- [Page excerpt]:
▬▬▬

I have just contracted a company for drilling a 650 feet deep well for a 9kW heat pump. The drilling cost is about €5500 or $7200. The heat pump costs about €7500 ($9600). Add installation and the total is about €15000. I already have radiant floor heating and radiators since I've been burning oil until now.

They don't usually drill multiple wells here unless you need more than ~700 feet depth which means 11kW pump and up.

Year average COP should be about 3.5, time to earn back is about 10 years with todays oil price, much less if it hits $100 :)

by jkirkebo (jkk@scm.no) on Mon Jul 10th, 2006 at 06:34:01 PM EST
[ Parent ]
I was thinking of the price for the complete setup (couple of 50-m wells, heat pump, low temperature radiators, possibly solar-hybrid with hot water). Well-collector heat pumps have much higher COPs these days: Viessmann claims up to 6-7 (but that brand is really pricey).

Pierre
by Pierre on Tue Jul 11th, 2006 at 03:27:57 AM EST
[ Parent ]
Peak COP and year average COP is quite different. You'll never get the higher COP when producing hot tap water in the summer. Also a some brands don't include the power consumed by the circulation pumps when calculating COP :(

I've never heard someone reporting a year average COP of more than 4. Still, when already at 3.5 or so, higher COPs mater less and less. The difference in savings from 2 to 3 is huge, from 4 to 5 is miniscule in comparisation.

▬▬▬

- [Task description]:
Answer these questions about the heat pump discussion:
1. How deep is the well being drilled for the 9kW heat pump?
2. What COP does Viessmann claim for its well-collector heat pumps?
3. In the summer, which task never gets the higher COP?

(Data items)
▬▬▬

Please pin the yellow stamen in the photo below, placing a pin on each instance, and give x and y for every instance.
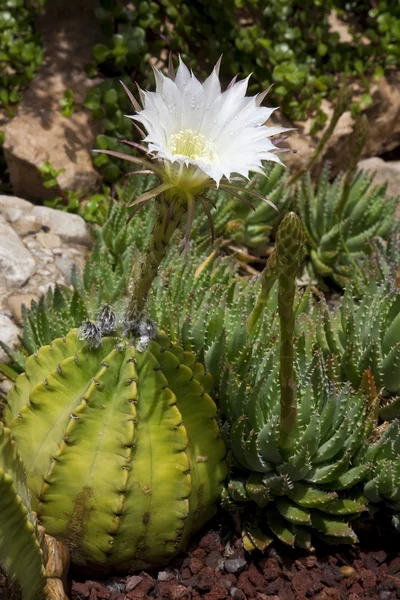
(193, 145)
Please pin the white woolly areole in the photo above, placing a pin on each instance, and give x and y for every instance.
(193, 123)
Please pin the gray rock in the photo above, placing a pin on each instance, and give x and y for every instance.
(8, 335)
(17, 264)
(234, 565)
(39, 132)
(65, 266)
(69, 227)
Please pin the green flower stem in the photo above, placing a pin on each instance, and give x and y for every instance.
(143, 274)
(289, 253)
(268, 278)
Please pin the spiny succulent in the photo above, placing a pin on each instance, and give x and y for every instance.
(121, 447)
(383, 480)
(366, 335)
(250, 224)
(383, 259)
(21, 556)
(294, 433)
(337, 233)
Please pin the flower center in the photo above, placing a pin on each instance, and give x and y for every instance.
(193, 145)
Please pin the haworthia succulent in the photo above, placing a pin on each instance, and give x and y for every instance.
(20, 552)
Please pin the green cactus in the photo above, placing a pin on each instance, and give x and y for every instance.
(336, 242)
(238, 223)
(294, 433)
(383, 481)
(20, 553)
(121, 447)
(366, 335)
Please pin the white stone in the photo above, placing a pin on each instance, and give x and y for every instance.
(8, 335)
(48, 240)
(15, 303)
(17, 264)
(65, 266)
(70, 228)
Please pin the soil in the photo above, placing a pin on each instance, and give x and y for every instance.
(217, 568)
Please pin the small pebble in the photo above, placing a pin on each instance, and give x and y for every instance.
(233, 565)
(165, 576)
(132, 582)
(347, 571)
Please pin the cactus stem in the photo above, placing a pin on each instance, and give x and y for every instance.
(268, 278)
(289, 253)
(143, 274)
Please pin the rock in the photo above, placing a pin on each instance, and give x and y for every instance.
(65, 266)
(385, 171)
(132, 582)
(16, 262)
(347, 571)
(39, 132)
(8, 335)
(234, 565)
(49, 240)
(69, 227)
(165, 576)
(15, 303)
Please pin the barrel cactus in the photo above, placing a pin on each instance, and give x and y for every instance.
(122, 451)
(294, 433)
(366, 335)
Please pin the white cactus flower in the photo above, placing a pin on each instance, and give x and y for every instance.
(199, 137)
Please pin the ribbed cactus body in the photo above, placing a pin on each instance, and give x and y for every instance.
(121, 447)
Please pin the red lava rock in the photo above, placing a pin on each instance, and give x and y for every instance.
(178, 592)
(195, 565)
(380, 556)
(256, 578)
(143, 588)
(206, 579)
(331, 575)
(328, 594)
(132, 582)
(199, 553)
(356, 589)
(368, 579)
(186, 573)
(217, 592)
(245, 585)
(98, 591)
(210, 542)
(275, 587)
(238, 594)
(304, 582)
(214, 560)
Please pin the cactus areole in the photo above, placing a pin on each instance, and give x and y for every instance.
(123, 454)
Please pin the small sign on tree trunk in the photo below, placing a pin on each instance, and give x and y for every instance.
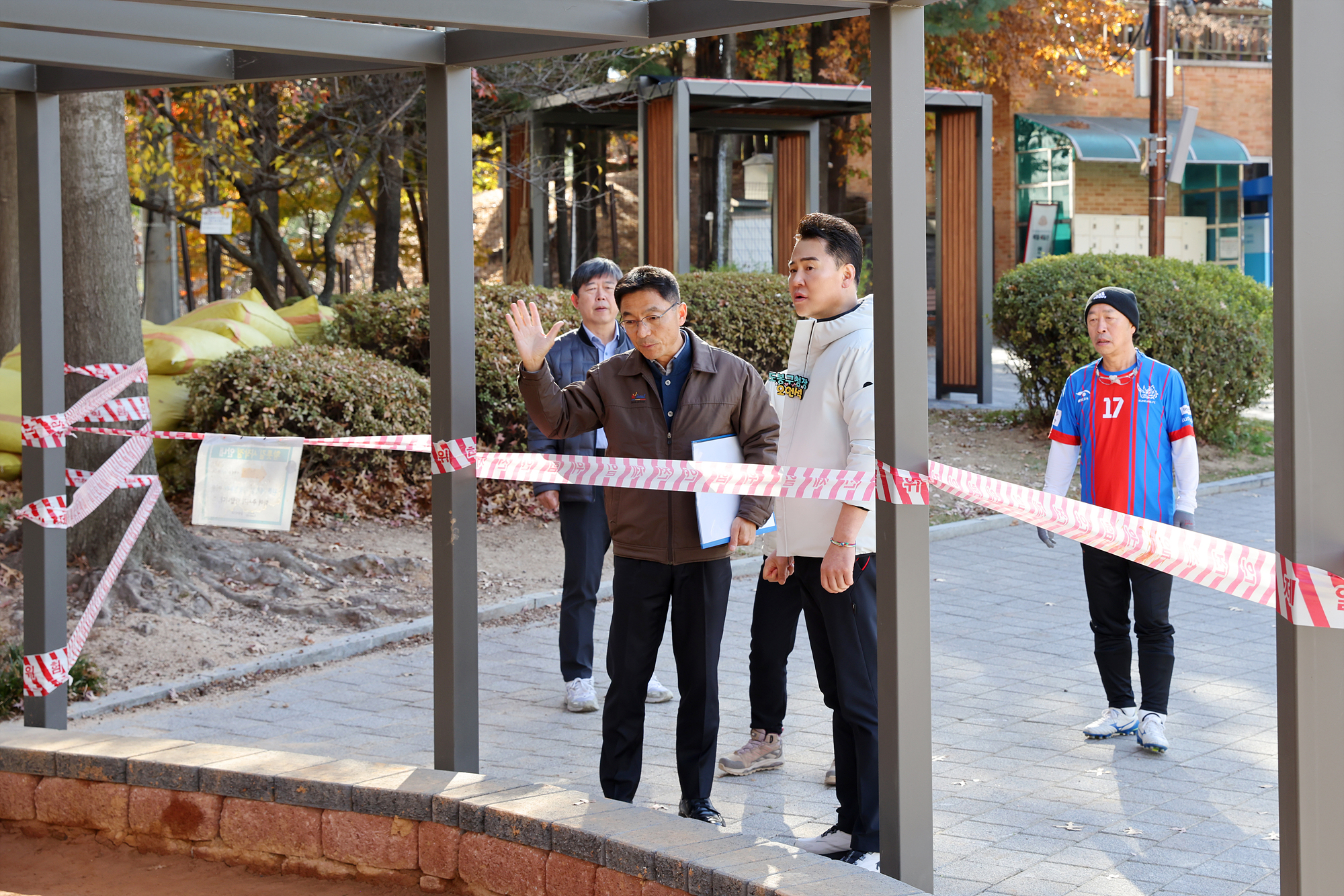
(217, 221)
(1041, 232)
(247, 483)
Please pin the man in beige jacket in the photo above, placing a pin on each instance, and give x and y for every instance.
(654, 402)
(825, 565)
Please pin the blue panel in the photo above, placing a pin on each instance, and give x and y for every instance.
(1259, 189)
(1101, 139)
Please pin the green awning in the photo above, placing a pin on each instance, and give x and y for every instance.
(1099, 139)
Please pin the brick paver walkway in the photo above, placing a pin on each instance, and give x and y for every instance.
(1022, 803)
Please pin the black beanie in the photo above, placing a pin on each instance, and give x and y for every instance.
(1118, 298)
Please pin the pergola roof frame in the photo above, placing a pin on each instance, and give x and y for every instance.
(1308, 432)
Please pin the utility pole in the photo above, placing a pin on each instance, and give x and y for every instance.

▬▬▬

- [Task answer]:
1. 650 feet
2. Up to 6-7
3. Producing hot tap water